**Given entries**

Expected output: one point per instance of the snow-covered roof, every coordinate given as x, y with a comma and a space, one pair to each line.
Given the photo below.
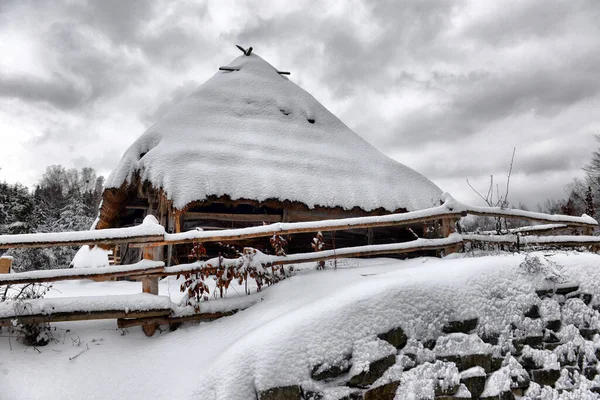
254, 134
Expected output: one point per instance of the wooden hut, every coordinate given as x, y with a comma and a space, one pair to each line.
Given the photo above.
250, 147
...
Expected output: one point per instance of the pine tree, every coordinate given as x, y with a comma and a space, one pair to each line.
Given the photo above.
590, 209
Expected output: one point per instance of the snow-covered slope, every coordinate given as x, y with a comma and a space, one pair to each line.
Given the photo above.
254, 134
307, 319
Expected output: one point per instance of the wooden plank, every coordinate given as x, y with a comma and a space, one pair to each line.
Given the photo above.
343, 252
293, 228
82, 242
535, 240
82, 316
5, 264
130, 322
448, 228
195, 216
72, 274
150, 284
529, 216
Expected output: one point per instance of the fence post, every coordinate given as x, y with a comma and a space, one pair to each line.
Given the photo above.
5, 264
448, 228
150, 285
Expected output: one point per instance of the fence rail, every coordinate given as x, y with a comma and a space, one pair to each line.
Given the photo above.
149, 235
...
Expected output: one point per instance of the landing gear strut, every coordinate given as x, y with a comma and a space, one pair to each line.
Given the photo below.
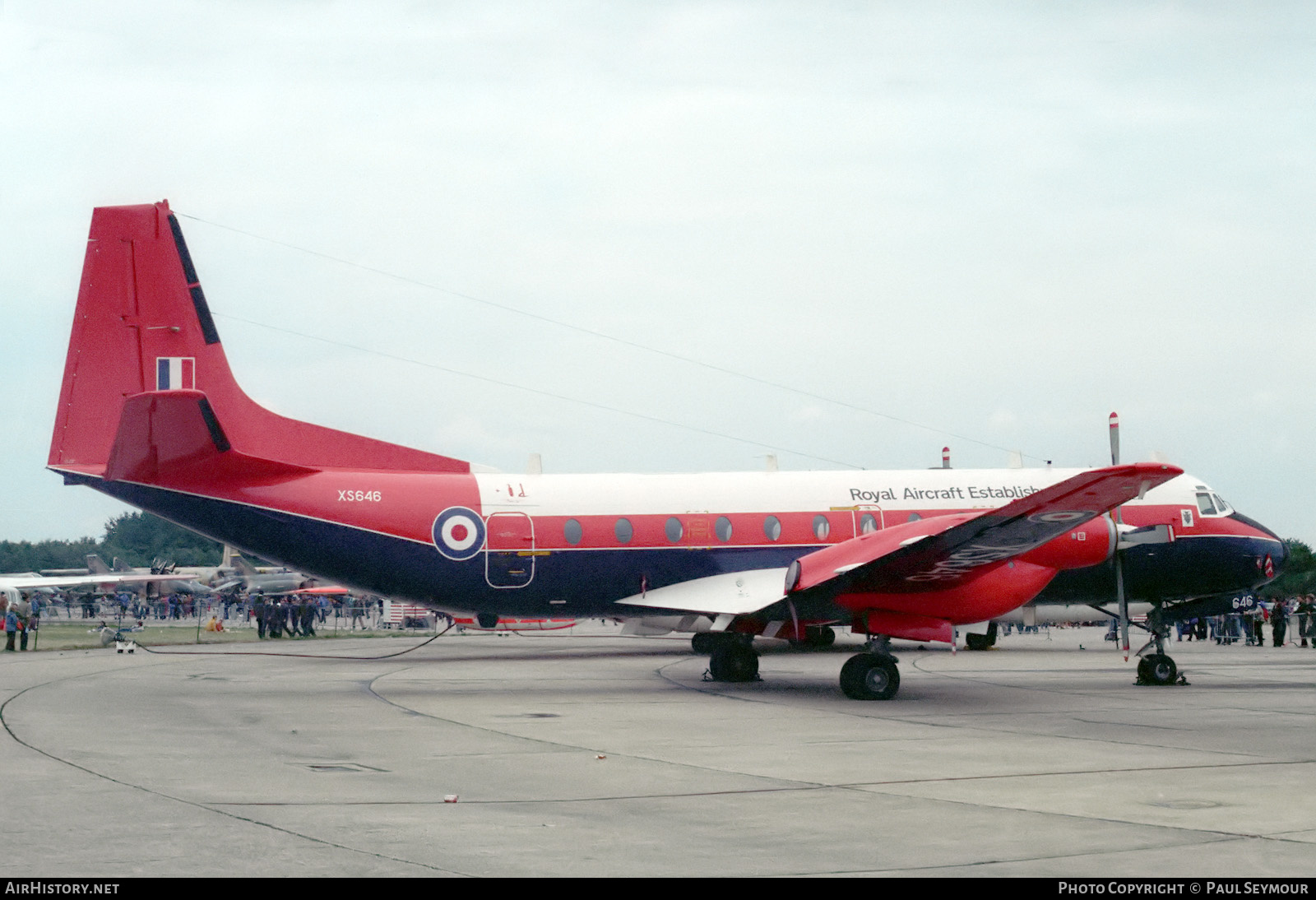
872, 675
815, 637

**Stated task**
Count the lines above that contain the word "wooden". Case counts, and the reply should be only the number.

**Solved problem**
2